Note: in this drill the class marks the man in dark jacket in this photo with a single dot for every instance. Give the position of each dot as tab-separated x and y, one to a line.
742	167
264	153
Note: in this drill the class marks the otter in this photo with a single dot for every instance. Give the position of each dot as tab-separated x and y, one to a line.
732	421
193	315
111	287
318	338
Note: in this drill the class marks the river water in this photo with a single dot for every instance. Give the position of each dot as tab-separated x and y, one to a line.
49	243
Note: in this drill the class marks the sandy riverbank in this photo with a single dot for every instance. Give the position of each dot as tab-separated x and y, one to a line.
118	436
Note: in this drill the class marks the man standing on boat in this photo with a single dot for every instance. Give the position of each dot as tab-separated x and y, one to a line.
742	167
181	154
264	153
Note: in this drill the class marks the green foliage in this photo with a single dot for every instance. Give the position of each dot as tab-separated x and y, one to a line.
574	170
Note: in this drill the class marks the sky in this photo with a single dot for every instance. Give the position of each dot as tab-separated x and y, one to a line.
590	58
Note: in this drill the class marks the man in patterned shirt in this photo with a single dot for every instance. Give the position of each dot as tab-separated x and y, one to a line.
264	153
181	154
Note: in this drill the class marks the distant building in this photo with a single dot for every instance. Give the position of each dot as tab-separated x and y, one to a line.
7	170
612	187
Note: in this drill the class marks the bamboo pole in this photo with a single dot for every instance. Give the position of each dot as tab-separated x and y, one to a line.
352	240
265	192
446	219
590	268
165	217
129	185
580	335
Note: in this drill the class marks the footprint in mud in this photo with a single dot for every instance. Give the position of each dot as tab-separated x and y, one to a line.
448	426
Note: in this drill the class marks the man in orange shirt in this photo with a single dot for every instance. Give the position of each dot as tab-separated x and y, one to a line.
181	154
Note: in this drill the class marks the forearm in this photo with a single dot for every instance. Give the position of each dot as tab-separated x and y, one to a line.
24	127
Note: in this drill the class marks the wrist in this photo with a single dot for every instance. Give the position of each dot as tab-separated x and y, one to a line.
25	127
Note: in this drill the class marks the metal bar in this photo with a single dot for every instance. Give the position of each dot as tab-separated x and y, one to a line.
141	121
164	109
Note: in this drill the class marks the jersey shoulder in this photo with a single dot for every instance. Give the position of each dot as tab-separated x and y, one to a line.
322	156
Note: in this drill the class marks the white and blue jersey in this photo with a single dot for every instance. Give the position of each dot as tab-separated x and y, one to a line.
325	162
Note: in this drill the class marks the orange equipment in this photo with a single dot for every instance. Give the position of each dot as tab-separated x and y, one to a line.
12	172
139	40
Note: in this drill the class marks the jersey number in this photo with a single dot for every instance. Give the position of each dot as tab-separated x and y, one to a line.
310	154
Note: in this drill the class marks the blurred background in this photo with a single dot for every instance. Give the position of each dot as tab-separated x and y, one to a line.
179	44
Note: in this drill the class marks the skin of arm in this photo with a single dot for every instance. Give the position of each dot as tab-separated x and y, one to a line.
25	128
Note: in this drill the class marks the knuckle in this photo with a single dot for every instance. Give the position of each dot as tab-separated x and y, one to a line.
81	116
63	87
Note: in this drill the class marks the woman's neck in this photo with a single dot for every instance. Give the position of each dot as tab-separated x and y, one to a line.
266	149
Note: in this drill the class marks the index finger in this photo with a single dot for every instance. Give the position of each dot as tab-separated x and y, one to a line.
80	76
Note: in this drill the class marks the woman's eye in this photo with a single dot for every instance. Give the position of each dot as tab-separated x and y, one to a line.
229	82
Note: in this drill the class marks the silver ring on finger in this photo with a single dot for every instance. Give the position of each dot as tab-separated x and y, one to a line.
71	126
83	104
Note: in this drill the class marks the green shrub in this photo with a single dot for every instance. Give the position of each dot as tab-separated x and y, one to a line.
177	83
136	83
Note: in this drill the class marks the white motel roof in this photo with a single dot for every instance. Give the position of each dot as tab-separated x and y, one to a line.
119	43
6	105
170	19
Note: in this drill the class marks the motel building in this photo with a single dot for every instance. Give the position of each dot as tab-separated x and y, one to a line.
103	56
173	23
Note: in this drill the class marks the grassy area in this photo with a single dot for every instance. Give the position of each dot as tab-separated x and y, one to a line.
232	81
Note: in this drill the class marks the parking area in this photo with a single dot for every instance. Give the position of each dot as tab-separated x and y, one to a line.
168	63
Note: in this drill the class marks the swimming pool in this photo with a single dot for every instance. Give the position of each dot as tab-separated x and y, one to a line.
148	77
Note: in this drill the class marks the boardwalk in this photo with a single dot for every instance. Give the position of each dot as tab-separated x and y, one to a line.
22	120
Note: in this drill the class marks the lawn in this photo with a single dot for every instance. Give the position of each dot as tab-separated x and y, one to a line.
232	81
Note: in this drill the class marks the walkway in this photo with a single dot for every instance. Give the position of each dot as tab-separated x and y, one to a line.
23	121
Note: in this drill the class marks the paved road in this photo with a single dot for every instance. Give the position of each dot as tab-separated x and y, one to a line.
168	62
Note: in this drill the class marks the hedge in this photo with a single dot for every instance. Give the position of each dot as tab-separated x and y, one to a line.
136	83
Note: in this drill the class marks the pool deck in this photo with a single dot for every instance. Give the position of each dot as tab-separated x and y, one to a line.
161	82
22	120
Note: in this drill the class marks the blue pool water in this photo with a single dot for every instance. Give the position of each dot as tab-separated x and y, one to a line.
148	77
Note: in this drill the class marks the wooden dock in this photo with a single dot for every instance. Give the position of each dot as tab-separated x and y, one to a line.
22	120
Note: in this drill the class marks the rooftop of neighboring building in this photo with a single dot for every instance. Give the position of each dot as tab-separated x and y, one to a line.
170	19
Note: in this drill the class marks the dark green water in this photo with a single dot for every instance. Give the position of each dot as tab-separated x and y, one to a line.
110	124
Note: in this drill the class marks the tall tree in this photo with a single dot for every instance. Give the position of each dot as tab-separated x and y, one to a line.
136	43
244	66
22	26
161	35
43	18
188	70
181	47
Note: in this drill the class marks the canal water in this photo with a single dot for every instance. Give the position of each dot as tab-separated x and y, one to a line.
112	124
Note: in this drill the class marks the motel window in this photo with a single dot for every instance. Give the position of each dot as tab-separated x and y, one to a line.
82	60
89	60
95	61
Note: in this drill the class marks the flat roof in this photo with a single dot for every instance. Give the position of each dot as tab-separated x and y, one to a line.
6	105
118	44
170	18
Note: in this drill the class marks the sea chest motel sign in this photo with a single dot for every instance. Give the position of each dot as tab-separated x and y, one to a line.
= = = = =
• REQUIREMENTS: Repeat all of the records above exactly as written.

• CORRECT ANSWER:
Note: in this drill the class marks the man in dark jacket in this photo with a single dot for every instance. Give the position of each dot as tab-separated x and y, one to a line.
742	167
264	153
Note: in this drill the class marks the otter in this photo with a single dot for every instance. Give the position of each dot as tab-separated x and y, one to a line.
732	421
193	315
111	287
318	338
Note: in this drill the class marks the river water in this photo with a single dot for every instance. Give the position of each dot as tab-separated x and y, one to a line.
49	243
Note: in this drill the class marks the sandy riverbank in this photo with a single dot for every instance. Give the position of each dot as tab-separated x and y, one to a line.
118	436
Note: in this drill the class marks the man standing on boat in this photo with a single dot for every instance. Give the position of each dot as tab-separated x and y, one to a line.
742	167
181	154
264	153
Note: in this drill the class marks the green foliage in this photo with a single dot for every instance. Give the position of each dot as tab-separated x and y, one to a line.
574	170
Note: in this drill the class marks the sky in this photo with a single dot for every instance. Give the position of each dot as tab-separated x and y, one to a line.
590	58
Note: in this drill the class marks the man in patterned shirt in this photo with a single dot for every instance. Give the position of each dot as tab-separated x and y, one to a line.
264	153
181	154
Note: in this drill the class marks the distant building in this photo with a single dot for every instance. Give the position of each dot as tab-separated x and y, one to a line.
7	170
612	187
Note: in this drill the class marks the bamboo pole in this photo with a single dot for every instance. Give the position of each dot as tab-separated x and y, one to a line.
352	240
265	192
446	219
590	268
165	217
129	185
580	335
Note: in this drill the class marks the footprint in mud in this photo with a single dot for every instance. Give the position of each dot as tab-separated x and y, one to a line.
448	426
Note: in this drill the class marks the man in orange shirt in this photo with a single dot for every instance. Give the position of each dot as tab-separated x and y, one to a line.
181	154
Note: in this drill the class marks the forearm in this photo with a single dot for every instance. Give the position of each dot as tab-separated x and y, one to a line.
24	127
Note: in this drill the class marks the wrist in this photo with a single dot for every instance. Give the position of each dot as tab-separated x and y, one to a line.
25	127
Note: in this drill the class marks the metal bar in this photo with a single dot for every instance. Give the position of each dot as tab-separated x and y, one to a line.
141	121
164	109
Note: in this drill the class marks the jersey shoulder in this photo with a single dot for every instance. Give the position of each dot as tab-separated x and y, one to a line.
322	156
Note: in this drill the class marks the white and blue jersey in this photo with a single dot for every instance. Give the position of each dot as tab-separated x and y, one to a line.
325	162
Note: in this drill the class marks the orange equipment in this photo with a single dot for every instance. Give the position of each dot as tab-separated x and y, one to a line.
12	172
139	40
Note: in this drill the class marks the jersey number in this photo with a single dot for every instance. Give the position of each dot as tab-separated x and y, one to a line.
310	154
Note: in this drill the class marks the blurred background in this photo with a single dot for every instance. Give the position of each dot as tab-separated x and y, one to a line.
179	44
Note: in this drill the class marks the skin of arm in this photo with a single dot for every instance. Give the position of each dot as tab-separated x and y, one to a line.
25	128
Note: in this drill the class marks the knuckle in this photo with a single dot for every instance. Give the position of each dot as tab-separated x and y, one to a line.
81	116
63	87
Note: in this drill the class marks the woman's neck in this photo with a single dot for every instance. Give the position of each dot as tab-separated x and y, one to a line.
266	149
Note: in this drill the class marks the index finger in this photo with a single dot for every instance. Give the position of each dot as tab-separated x and y, one to a line.
80	76
Note: in this drill the class marks the woman's eye in this photo with a single dot for every instance. Give the position of each dot as tab-separated x and y, one to a line.
229	82
Note: in this drill the class marks the silver ring on finger in this photo with a single dot for every instance. Give the position of each dot as tab-separated x and y, one to a line.
71	126
83	104
Note: in this drill the class marks the green shrub in this photo with a single dot for every instance. Give the position of each dot as tab-separated x and y, one to a line.
177	83
136	83
Note: in this drill the class marks the white motel roof in this photo with a single dot for every instance. Give the position of each dot as tab-separated x and y, one to a line.
119	43
6	105
170	19
Note: in this drill the class marks the motel building in this photo with a single dot for every instance. Give the position of each dot as tab-separated x and y, one to a line.
103	56
173	23
Note: in this drill the class marks the grassy area in this photo with a single dot for every instance. Give the position of each dot as tab-separated x and y, one to a line.
232	81
Note: in this drill the class marks the parking area in this photo with a single dot for every instance. Give the position of each dot as tab-separated x and y, one to a line.
168	63
Note: in this drill the class marks the swimming pool in this photo with a single dot for every instance. Give the position of each dot as tab-separated x and y, one to a line.
148	77
Note: in this drill the class marks the boardwalk in this photo with a single dot for every instance. Give the position of each dot as tab-separated x and y, one to a line.
22	120
Note: in this drill the class marks the lawn in this photo with a single dot for every instance. Give the position of each dot as tab-separated x and y, one to a line.
232	81
Note: in this drill the class marks the walkway in this photo with a single dot for every instance. Give the position of each dot as tab-separated x and y, one to a line.
23	121
Note: in this drill the class marks the paved road in this photo with a single dot for every instance. Give the position of each dot as tab-separated x and y, one to a line.
168	62
Note: in this drill the class marks the hedge in this photo with a single dot for every instance. Give the position of each dot as tab-separated x and y, one to a line.
136	83
Note: in this drill the class marks the pool deck in this photo with a single dot for every instance. Give the position of each dot as tab-separated x and y, one to a line.
161	82
22	120
Note: in this drill the class marks the blue pool water in this photo with a single dot for every instance. Give the position of each dot as tab-separated x and y, one to a line.
148	77
Note: in this drill the class marks the wooden dock in this photo with a single dot for every instance. Give the position of each dot as tab-separated x and y, one to a line.
22	120
Note: in this drill the class marks the rooftop of neighboring building in this photo with a single dot for every instance. Give the position of each dot as tab-separated x and y, one to a line.
170	19
Note: in this drill the class marks the dark green water in this photo with a single dot for every instance. Give the position of each dot as tab-separated x and y, one to a line.
110	124
Note: in this drill the class marks the tall tree in this photo with a single dot for every instance. Give the position of each dot as tab-separated x and y, one to a line.
136	43
244	66
22	26
161	35
43	18
188	70
181	47
Note: in this drill the class marks the canal water in this photo with a single dot for every instance. Give the position of each dot as tab-separated x and y, one to a line.
112	124
Note: in this drill the class marks the motel window in this photo with a single dot for every instance. Give the position of each dot as tab-separated x and y, one to a line.
82	60
89	60
95	61
Note: in this drill the class marks the flat roof in this photo with a single dot for every instance. Give the position of each dot as tab-separated x and y, one to a line.
6	105
118	44
170	18
Note: in this drill the class marks the sea chest motel sign in this photo with a single dot for every instance. Give the position of each dot as tab-separated x and y, one to a line.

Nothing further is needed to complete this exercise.